» **TASK TO CARRY OUT**
Copy the data below in full, exactly as it appears.

» **DATA PROVIDED**
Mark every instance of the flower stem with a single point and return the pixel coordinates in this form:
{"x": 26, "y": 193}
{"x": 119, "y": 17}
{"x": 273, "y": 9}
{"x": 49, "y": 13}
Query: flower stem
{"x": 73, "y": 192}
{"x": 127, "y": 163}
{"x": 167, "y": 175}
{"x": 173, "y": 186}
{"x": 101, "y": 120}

» **ANSWER BOX**
Mark every instance of the flower stem with a single point and return the pixel coordinates in this form:
{"x": 26, "y": 193}
{"x": 119, "y": 17}
{"x": 273, "y": 9}
{"x": 49, "y": 13}
Query: flower stem
{"x": 73, "y": 192}
{"x": 127, "y": 163}
{"x": 167, "y": 175}
{"x": 173, "y": 186}
{"x": 101, "y": 120}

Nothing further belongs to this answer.